■ Problem statement: Find the line containing "Would you please tag the dark green". Reproduce it and every line after it up to the end of the records, exactly as written.

++++++++

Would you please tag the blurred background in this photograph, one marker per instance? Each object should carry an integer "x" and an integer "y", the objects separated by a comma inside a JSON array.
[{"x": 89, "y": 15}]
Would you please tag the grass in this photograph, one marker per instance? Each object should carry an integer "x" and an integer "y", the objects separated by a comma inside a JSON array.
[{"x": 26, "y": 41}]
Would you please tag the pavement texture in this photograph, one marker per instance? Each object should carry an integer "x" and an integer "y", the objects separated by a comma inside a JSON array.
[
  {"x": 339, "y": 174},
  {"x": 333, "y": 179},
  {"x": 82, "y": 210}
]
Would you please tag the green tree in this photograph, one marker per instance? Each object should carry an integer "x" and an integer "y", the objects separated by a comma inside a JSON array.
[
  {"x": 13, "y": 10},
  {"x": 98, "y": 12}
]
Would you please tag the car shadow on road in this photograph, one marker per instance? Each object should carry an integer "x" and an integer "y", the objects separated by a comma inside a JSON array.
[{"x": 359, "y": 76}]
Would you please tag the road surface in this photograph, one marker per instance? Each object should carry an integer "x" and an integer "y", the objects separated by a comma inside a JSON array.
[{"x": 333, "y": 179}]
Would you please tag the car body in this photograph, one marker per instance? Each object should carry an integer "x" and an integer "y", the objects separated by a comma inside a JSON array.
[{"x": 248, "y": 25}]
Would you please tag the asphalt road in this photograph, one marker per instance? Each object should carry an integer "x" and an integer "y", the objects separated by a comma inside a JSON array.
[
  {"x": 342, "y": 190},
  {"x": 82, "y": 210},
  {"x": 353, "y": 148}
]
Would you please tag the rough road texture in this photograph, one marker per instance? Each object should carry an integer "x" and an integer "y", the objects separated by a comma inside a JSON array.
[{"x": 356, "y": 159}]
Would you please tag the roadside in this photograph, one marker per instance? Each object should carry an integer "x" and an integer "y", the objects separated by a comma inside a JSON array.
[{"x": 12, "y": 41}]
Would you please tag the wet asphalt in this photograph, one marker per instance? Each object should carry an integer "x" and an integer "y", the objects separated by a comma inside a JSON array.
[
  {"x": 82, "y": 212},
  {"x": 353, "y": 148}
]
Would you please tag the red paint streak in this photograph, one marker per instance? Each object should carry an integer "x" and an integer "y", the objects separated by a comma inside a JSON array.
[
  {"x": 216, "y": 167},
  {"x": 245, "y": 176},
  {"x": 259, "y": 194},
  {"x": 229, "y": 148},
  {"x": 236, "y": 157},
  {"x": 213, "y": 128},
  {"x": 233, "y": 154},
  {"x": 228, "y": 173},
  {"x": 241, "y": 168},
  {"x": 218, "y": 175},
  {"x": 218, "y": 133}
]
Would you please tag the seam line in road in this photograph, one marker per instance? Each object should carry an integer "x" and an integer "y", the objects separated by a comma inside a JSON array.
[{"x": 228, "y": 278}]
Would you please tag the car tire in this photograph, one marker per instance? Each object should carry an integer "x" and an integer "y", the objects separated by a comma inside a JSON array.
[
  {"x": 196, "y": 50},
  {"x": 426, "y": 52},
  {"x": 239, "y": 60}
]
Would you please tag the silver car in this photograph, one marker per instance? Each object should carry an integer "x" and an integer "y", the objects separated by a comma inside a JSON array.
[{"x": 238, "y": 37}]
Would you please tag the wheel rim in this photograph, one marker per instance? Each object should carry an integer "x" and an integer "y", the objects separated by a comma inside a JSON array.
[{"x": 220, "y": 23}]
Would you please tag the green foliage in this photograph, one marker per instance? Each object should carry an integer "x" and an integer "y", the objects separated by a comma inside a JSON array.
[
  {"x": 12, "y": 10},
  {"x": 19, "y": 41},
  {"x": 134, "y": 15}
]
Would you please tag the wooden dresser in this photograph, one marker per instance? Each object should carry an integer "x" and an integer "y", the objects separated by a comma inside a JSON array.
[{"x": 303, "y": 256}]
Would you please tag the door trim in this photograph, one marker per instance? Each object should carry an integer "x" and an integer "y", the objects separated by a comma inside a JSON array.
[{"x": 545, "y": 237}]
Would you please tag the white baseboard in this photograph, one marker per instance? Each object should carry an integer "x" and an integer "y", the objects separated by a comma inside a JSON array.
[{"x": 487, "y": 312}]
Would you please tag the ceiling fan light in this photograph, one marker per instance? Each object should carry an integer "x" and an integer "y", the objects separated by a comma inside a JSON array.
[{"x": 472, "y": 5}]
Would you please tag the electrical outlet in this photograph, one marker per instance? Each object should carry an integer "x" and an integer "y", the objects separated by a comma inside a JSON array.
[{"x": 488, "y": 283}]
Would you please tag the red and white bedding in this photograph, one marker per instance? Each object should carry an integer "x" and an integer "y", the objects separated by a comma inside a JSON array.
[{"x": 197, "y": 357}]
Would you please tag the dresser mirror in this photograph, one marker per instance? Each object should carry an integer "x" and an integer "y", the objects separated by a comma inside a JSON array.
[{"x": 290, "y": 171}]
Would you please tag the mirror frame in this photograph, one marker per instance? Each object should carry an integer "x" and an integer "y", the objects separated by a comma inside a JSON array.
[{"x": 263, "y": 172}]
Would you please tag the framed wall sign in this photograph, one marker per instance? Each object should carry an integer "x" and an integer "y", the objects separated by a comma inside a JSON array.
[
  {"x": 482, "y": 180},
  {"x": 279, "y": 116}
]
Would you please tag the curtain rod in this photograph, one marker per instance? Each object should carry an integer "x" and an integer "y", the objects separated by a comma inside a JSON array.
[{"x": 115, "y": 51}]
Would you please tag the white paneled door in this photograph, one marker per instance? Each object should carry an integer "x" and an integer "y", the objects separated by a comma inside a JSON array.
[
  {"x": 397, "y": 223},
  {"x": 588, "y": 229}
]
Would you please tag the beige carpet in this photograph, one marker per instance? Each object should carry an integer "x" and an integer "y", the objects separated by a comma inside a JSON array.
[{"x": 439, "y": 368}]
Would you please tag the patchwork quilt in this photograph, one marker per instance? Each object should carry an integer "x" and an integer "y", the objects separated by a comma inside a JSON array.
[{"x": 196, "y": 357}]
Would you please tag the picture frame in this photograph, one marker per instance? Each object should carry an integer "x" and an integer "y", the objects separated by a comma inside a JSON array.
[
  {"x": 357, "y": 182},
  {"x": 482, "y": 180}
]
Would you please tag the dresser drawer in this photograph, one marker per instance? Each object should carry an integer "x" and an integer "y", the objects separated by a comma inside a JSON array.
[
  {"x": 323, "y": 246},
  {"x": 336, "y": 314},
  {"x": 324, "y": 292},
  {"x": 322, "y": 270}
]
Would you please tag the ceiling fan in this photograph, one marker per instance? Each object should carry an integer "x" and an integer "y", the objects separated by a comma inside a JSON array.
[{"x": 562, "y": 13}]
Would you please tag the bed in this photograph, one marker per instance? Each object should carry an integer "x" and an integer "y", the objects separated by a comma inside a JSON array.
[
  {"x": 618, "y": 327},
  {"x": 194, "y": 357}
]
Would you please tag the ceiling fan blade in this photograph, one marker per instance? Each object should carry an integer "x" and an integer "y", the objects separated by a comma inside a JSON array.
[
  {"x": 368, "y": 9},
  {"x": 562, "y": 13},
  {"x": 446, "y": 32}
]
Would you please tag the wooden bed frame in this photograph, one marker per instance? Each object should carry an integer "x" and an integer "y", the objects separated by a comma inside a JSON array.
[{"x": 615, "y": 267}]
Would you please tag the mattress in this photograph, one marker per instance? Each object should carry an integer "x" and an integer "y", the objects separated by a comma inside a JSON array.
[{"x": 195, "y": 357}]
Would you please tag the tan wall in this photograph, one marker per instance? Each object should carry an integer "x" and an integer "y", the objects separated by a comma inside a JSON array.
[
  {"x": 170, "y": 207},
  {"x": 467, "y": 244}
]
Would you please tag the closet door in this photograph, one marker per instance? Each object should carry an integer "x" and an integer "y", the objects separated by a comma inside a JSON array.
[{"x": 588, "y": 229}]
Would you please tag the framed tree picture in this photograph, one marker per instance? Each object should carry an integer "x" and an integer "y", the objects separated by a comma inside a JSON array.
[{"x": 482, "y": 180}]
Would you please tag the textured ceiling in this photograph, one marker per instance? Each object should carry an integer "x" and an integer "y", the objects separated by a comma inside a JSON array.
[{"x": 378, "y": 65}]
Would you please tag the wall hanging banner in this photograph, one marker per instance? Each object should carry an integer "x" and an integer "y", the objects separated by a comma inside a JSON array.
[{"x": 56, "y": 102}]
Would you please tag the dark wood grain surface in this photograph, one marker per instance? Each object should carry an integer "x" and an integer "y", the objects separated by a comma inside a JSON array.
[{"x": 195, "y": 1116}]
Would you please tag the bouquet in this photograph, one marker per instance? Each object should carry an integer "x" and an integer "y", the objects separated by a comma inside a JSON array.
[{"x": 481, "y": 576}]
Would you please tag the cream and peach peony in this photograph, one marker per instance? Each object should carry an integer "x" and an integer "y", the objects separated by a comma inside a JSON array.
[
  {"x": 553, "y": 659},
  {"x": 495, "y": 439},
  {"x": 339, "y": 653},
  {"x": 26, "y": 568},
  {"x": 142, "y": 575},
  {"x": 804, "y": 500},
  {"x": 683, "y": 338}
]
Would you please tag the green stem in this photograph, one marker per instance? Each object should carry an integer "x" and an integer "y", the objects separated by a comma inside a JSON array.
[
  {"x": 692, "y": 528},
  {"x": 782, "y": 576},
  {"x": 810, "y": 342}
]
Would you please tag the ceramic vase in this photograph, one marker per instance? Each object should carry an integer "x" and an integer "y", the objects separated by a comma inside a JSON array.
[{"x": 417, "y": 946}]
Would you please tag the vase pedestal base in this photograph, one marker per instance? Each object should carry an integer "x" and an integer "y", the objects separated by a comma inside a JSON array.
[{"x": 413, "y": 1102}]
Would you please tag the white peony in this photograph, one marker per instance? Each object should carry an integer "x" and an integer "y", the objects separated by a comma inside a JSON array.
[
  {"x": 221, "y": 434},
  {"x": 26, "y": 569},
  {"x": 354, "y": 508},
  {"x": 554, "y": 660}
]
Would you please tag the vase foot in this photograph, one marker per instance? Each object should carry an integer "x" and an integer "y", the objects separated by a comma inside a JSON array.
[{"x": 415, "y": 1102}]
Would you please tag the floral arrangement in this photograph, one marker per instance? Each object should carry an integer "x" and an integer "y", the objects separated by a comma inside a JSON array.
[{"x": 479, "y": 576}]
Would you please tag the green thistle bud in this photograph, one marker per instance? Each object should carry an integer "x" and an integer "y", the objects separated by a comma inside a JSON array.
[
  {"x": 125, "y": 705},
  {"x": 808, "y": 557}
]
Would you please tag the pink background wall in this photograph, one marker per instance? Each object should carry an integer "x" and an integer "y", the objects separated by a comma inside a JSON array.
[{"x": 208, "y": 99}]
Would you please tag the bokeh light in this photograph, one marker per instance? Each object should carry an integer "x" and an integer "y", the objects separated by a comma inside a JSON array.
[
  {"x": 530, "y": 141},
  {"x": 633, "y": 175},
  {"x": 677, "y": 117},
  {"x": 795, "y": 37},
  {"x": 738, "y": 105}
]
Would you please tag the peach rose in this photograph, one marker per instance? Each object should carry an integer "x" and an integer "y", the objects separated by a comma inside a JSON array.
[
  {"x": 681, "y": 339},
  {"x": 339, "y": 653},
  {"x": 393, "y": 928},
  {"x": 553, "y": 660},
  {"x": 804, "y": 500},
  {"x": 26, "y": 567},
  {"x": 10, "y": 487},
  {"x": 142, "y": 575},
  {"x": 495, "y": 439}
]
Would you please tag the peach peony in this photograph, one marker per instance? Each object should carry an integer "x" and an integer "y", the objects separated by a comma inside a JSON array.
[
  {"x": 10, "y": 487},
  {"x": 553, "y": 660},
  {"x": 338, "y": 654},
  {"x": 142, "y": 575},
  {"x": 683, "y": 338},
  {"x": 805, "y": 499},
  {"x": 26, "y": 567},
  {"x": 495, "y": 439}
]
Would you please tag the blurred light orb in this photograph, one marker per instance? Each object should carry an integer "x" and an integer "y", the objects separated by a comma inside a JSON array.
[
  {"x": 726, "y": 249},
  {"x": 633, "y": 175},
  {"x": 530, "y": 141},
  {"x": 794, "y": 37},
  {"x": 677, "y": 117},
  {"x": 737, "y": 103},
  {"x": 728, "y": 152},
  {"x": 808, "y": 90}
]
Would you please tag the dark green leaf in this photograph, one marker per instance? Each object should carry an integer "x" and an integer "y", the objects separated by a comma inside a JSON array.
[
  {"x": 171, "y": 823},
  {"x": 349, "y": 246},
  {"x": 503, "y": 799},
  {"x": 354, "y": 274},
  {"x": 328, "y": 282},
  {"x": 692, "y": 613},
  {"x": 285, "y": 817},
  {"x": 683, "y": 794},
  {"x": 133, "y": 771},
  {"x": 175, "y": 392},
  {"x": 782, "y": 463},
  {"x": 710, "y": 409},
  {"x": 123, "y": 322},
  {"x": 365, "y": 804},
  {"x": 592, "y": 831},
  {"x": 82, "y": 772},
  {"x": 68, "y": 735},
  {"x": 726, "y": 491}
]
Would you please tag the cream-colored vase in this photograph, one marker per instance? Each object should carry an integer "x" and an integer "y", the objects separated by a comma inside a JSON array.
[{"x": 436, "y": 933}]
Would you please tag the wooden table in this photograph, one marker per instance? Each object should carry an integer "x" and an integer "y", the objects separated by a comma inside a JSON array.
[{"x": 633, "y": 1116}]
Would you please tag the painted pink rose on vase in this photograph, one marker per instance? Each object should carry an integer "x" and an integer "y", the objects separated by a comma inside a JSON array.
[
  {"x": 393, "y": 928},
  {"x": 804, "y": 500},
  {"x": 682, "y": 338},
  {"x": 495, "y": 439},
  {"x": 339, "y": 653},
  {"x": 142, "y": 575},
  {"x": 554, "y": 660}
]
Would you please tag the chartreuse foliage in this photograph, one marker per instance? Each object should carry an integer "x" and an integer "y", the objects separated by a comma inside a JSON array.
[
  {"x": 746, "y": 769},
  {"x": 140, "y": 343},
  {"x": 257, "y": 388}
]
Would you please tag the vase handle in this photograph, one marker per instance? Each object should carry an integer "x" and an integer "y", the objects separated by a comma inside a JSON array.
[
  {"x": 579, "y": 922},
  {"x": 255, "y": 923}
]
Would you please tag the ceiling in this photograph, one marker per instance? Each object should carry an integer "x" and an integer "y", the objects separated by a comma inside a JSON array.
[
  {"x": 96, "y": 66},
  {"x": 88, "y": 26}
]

++++++++

■ Result of the task:
Would you please tag the dark green leaf in this photograph, one marker per instance? Each object should carry an integer "x" and an integer "y", the objects separated by a comma inside a JSON array.
[
  {"x": 171, "y": 823},
  {"x": 349, "y": 246},
  {"x": 503, "y": 799},
  {"x": 354, "y": 274},
  {"x": 328, "y": 282},
  {"x": 692, "y": 613},
  {"x": 285, "y": 817},
  {"x": 683, "y": 794},
  {"x": 133, "y": 771},
  {"x": 175, "y": 392},
  {"x": 782, "y": 463},
  {"x": 710, "y": 409},
  {"x": 123, "y": 322},
  {"x": 365, "y": 804},
  {"x": 592, "y": 831},
  {"x": 82, "y": 772},
  {"x": 68, "y": 735},
  {"x": 726, "y": 491}
]
Would you please tag the cream-colored vase in this photograph, one marker per instance? Each object should carry an integer "x" and an integer "y", the objects separated by a comma inside a JSON array.
[{"x": 436, "y": 933}]
Would you please tag the wooden table in this photograph, one marker per instance? Each object should carry an integer "x" and an integer "y", the objects separated by a comma inside a JSON array.
[{"x": 633, "y": 1116}]
Would you please tag the painted pink rose on vase in this photograph, one marker per instance? Each object should carry an integer "x" and an integer "y", the objects separated by a comma inside a JSON array.
[
  {"x": 393, "y": 928},
  {"x": 804, "y": 500},
  {"x": 682, "y": 338},
  {"x": 495, "y": 439},
  {"x": 339, "y": 653},
  {"x": 142, "y": 575},
  {"x": 554, "y": 660}
]
Would you please tag the chartreuse foliage in this photograph, one marker per instance? Each object should carry an integer "x" and an integer "y", the objects separated by a comma inside a JSON array.
[
  {"x": 746, "y": 769},
  {"x": 140, "y": 343},
  {"x": 257, "y": 388}
]
Would you please tag the vase handle in this photograph, one marker per instance? Each object should carry an integer "x" and an integer "y", the objects separated by a comma inside a JSON array.
[
  {"x": 579, "y": 922},
  {"x": 255, "y": 923}
]
Would you please tag the ceiling in this photograph, one marker per instance? Each object should carry an integer "x" and an integer "y", the objects separated by a comma inside a JSON array.
[
  {"x": 96, "y": 66},
  {"x": 88, "y": 26}
]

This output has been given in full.